Problems to solve:
**a.** Translate this sentence from the proxy server thread into Spanish: "Proxy server code was taken from the master branch."
**b.** In one to three sentences, explain why the proxy server thread suggests that disk IO on the proxy was negligible.
**c.** Using the proxy server thread, decide whether each statement agrees with it. Answer yes or no for each, and quote the words from the thread that decide it. (i) The proxy server had a high CPU load. (ii) The 300 jobs reading directly from origin performed as expected. (iii) The iperf check showed that the proxy machine could handle expected traffic in only one direction.

Excerpted passage:
━━━━━━━━━━━━━━━━━━━━━━━━━━━━━━

Print

Print


Hi Andy,

I have repeated the proxy test with the same xrootd configuration file 
on some other machine and I can confirm that it is very likely the 
problem is in the proxy server implementation.

This plot shows network traffic of the proxy server 
http://uaf-2.t2.ucsd.edu/~matevz/tmp/ReadFromProxy.png for jobs with 
vector and single reads.

Since proxy server could not handle 300 vector reads I made another test 
-- run the same 300 jobs reading directly from origin. The performance 
was as expected 
http://uaf-2.t2.ucsd.edu/~matevz/tmp/ReadvDirectlyToOrigin.png

I have also checked that the proxy machine can handle expected traffic 
in both directions using iperf 
http://uaf-2.t2.ucsd.edu/~matevz/tmp/ReadBasicTest.png


Proxy server code was taken from the master branch.

Thanks,
Alja



On 01/21/14 17:46, Alja Mrak-Tadel wrote:
> Hi Andy,
>>
>> The way I read the graph is that when you put a bigger load on the
>> proxy server it slows down. I wouldn't think that is unusual. The
>> proxy machine may be overloaded at that point. It's unlikely to be the
>> nic because we know that it can do at least 360mbps. So it might be
>> the CPU (easy to check). Alternatively, it could be the disk drive at
>> the end point that is overloaded with 300 jobs.
>>
> The proxy server had low CPU load. I did not check disk IO, but I guess
> this is negligible because caching on the proxy was not enabled, neither
> disk nor memory ... also, no prefetching of any kind.
>> But let's say the above isn't the case because 300 jobs in single read
>> perform better than 150 jobs in single read. That would point to the
>> fact that either proxy is unrolling the vector reads or that the
>> server is unrolling them. I suspect both because the readv passthrough
>> is not available until Release 4 which has not been released yet.
>> Sever-side unrolling, as unpleasant as it is, would not show such an
>> effect but proxy-side unrolling most certainly would.
>>
>> The take-away: try the test again with a proxy server based on git head.

━━━━━━━━━━━━━━━━━━━━━━━━━━━━━━

Entries shown:
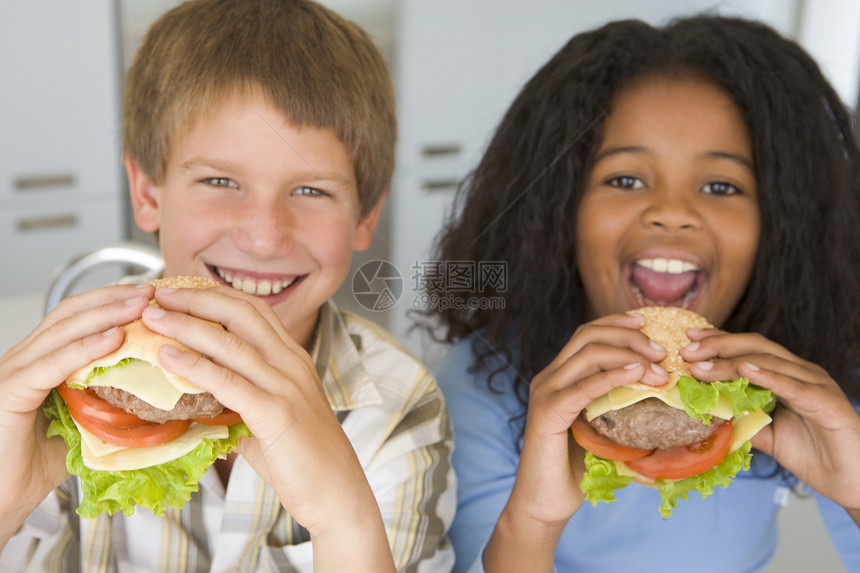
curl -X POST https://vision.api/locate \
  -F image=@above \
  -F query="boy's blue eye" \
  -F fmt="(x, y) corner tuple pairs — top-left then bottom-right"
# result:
(606, 175), (645, 189)
(702, 181), (741, 195)
(203, 177), (238, 187)
(293, 187), (325, 197)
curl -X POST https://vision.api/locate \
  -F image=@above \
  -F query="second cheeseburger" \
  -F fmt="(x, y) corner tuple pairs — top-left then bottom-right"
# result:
(572, 307), (775, 517)
(45, 277), (250, 518)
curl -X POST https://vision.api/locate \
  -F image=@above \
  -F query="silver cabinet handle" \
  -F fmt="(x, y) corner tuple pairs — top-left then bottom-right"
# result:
(420, 179), (460, 193)
(419, 143), (463, 157)
(14, 173), (75, 192)
(15, 213), (78, 233)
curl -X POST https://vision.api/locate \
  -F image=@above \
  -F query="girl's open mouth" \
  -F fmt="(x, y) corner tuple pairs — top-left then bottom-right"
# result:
(625, 258), (705, 308)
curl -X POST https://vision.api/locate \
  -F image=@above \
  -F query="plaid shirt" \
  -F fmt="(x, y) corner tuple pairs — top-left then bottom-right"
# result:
(0, 302), (456, 573)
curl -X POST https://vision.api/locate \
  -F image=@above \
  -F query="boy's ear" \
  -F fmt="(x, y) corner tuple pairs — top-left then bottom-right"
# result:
(352, 187), (388, 251)
(123, 156), (161, 233)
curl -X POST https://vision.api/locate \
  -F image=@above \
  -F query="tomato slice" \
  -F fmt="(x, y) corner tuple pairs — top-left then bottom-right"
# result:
(570, 414), (653, 462)
(194, 408), (242, 426)
(627, 420), (732, 479)
(57, 384), (144, 427)
(69, 410), (191, 448)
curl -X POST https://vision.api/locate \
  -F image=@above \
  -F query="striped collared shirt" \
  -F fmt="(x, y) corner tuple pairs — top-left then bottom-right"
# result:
(0, 302), (456, 573)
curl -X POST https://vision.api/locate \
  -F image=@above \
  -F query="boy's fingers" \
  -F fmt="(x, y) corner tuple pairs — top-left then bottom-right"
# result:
(6, 291), (149, 376)
(3, 327), (123, 402)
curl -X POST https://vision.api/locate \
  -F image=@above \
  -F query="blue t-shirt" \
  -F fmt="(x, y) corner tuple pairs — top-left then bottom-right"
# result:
(436, 339), (860, 573)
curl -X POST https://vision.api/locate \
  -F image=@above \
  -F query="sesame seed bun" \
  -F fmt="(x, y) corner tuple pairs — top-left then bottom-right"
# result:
(66, 276), (220, 394)
(627, 306), (714, 390)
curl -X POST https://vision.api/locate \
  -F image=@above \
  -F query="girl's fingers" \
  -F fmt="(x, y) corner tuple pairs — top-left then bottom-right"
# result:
(533, 342), (668, 398)
(549, 314), (666, 368)
(529, 363), (645, 431)
(681, 328), (797, 363)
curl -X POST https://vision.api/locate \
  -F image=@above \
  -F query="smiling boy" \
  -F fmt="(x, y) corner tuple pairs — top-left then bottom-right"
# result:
(0, 0), (454, 572)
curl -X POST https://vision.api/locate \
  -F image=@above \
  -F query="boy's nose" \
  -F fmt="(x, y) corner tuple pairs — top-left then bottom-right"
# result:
(233, 202), (295, 259)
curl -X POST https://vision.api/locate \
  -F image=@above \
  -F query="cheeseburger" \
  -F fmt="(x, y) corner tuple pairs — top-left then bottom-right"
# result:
(572, 307), (775, 518)
(44, 277), (250, 518)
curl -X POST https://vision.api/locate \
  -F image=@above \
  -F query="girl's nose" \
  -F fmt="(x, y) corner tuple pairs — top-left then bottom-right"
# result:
(642, 190), (702, 231)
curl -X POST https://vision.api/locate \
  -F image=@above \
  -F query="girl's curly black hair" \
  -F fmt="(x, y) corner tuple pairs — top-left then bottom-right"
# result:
(424, 15), (860, 403)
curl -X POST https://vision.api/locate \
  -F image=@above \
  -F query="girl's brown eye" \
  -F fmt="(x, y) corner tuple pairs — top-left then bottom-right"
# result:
(606, 175), (645, 189)
(203, 177), (237, 187)
(702, 181), (741, 195)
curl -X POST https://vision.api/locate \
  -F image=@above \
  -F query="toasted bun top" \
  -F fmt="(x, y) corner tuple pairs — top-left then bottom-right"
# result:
(627, 306), (714, 390)
(66, 276), (220, 394)
(149, 276), (220, 288)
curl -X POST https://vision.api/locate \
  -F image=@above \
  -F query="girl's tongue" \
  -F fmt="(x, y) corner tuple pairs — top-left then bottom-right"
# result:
(630, 265), (699, 308)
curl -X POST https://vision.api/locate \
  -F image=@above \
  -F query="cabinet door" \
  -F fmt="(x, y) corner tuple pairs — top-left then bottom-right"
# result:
(0, 0), (122, 201)
(0, 200), (123, 296)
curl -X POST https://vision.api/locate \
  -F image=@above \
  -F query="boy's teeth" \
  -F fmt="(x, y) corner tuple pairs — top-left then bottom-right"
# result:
(636, 258), (699, 275)
(218, 269), (296, 296)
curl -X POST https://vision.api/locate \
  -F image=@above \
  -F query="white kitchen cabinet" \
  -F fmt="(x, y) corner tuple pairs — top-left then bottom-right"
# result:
(0, 0), (126, 296)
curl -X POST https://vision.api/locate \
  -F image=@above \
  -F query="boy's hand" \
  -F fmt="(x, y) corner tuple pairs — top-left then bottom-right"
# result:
(0, 286), (153, 546)
(143, 287), (394, 554)
(681, 330), (860, 511)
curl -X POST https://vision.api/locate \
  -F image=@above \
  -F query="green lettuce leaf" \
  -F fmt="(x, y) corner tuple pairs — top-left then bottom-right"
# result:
(655, 441), (752, 519)
(580, 376), (776, 518)
(580, 451), (633, 505)
(678, 376), (776, 423)
(43, 390), (251, 519)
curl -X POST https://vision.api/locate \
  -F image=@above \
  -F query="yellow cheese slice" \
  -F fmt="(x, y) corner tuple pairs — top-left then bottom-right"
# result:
(89, 360), (203, 410)
(75, 422), (228, 471)
(585, 386), (734, 422)
(615, 410), (772, 482)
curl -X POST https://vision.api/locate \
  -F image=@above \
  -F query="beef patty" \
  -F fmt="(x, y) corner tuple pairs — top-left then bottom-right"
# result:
(590, 398), (722, 450)
(90, 386), (224, 424)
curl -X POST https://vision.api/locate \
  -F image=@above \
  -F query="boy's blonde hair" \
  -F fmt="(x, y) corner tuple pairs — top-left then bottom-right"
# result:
(123, 0), (397, 214)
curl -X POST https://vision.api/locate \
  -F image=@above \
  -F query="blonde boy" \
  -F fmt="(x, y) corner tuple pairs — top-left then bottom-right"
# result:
(0, 0), (454, 572)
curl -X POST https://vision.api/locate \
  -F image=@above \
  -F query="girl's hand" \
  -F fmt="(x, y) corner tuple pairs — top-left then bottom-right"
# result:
(484, 314), (668, 571)
(143, 287), (390, 564)
(0, 286), (153, 546)
(681, 329), (860, 511)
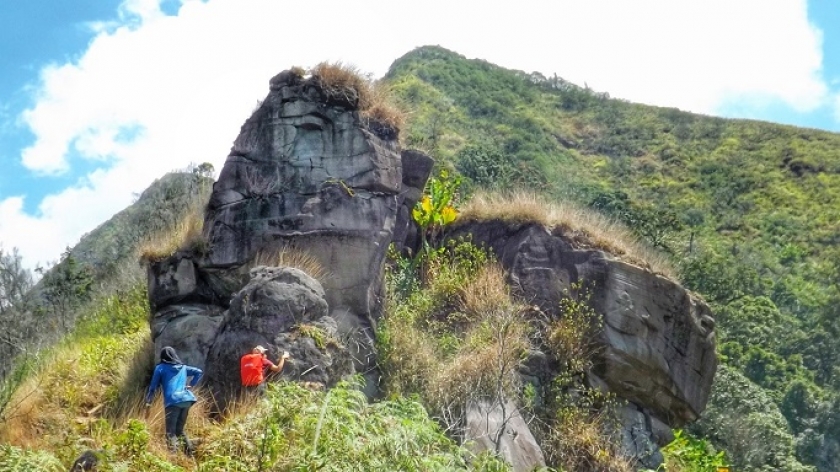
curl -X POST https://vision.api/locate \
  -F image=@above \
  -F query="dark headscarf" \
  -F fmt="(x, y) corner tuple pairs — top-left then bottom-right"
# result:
(160, 346), (183, 365)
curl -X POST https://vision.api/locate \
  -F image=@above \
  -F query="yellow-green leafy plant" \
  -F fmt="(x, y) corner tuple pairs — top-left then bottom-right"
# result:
(411, 169), (461, 252)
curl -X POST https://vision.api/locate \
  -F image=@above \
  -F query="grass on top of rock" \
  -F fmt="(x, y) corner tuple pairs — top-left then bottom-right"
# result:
(455, 191), (677, 280)
(248, 247), (331, 282)
(137, 178), (212, 263)
(384, 242), (632, 472)
(309, 62), (405, 132)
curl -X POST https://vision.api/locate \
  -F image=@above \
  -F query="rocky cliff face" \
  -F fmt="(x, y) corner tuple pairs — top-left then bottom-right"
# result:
(149, 71), (432, 403)
(451, 221), (717, 468)
(144, 71), (717, 470)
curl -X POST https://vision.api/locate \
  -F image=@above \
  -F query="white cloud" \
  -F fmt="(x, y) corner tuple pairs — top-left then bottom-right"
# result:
(0, 0), (828, 272)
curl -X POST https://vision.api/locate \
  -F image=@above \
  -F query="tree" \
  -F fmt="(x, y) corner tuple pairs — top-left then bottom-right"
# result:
(0, 247), (32, 318)
(35, 248), (93, 331)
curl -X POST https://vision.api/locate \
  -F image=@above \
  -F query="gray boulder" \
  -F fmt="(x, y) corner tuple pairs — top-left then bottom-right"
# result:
(151, 303), (222, 370)
(206, 267), (353, 409)
(464, 401), (545, 472)
(450, 221), (717, 436)
(204, 71), (431, 387)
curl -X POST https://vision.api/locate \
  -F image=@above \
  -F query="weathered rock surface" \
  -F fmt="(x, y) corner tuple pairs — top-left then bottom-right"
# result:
(464, 401), (545, 472)
(451, 221), (717, 455)
(199, 72), (431, 394)
(148, 71), (432, 406)
(152, 303), (222, 369)
(205, 267), (353, 407)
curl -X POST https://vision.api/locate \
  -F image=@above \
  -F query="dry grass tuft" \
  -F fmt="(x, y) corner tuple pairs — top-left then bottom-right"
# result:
(310, 62), (373, 110)
(248, 247), (331, 282)
(544, 409), (635, 472)
(0, 376), (44, 447)
(310, 62), (406, 138)
(105, 337), (155, 421)
(460, 264), (511, 319)
(382, 319), (441, 395)
(458, 191), (677, 280)
(137, 205), (207, 263)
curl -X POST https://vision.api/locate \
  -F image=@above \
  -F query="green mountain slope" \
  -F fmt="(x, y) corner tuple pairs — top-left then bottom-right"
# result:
(385, 47), (840, 470)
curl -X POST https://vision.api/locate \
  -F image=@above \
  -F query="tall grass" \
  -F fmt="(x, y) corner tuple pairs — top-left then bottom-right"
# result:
(248, 246), (331, 282)
(457, 191), (677, 280)
(137, 204), (206, 262)
(310, 62), (405, 133)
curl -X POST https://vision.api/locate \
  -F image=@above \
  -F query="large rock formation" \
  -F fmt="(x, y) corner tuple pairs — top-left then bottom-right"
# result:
(451, 221), (717, 468)
(149, 71), (432, 406)
(148, 65), (716, 470)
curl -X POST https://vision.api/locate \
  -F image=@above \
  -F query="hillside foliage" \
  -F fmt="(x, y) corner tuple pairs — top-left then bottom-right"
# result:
(0, 47), (840, 472)
(386, 47), (840, 470)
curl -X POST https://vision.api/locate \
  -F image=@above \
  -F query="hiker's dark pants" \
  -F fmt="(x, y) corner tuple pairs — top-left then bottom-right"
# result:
(165, 402), (193, 439)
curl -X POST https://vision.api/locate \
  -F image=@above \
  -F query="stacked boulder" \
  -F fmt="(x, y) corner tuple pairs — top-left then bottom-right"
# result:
(149, 71), (432, 404)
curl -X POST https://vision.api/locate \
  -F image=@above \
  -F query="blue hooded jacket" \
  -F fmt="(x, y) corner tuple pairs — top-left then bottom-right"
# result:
(146, 346), (202, 407)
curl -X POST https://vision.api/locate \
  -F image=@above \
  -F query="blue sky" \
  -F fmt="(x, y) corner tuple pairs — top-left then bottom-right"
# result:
(0, 0), (840, 267)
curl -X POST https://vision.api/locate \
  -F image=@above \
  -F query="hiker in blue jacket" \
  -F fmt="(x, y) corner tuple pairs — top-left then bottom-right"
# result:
(146, 346), (202, 455)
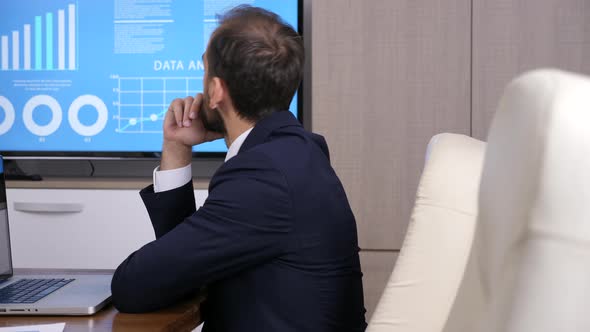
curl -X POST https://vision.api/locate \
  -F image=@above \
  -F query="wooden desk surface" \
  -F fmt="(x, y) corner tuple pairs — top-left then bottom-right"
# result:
(0, 269), (204, 332)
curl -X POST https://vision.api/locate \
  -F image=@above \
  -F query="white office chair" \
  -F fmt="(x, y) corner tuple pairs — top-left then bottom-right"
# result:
(368, 70), (590, 332)
(367, 134), (485, 332)
(456, 70), (590, 332)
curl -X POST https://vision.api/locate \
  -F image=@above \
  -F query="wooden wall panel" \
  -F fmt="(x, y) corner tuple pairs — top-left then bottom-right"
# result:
(473, 0), (590, 140)
(311, 0), (471, 249)
(360, 251), (399, 323)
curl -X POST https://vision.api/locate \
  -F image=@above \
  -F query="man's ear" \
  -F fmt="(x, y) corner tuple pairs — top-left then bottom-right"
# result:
(208, 77), (227, 109)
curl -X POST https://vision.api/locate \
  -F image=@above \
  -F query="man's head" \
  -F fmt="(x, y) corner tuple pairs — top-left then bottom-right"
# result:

━━━━━━━━━━━━━━━━━━━━━━━━━━━━━━

Solved tasks:
**a.** El código del servidor proxy se tomó de la rama master.

**b.** Disk IO was assumed to be negligible because caching on the proxy was not enabled, neither on disk nor in memory. There was also no prefetching of any kind.

**c.**
(i) No: "The proxy server had low CPU load."
(ii) Yes: "The performance was as expected"
(iii) No: "can handle expected traffic in both directions"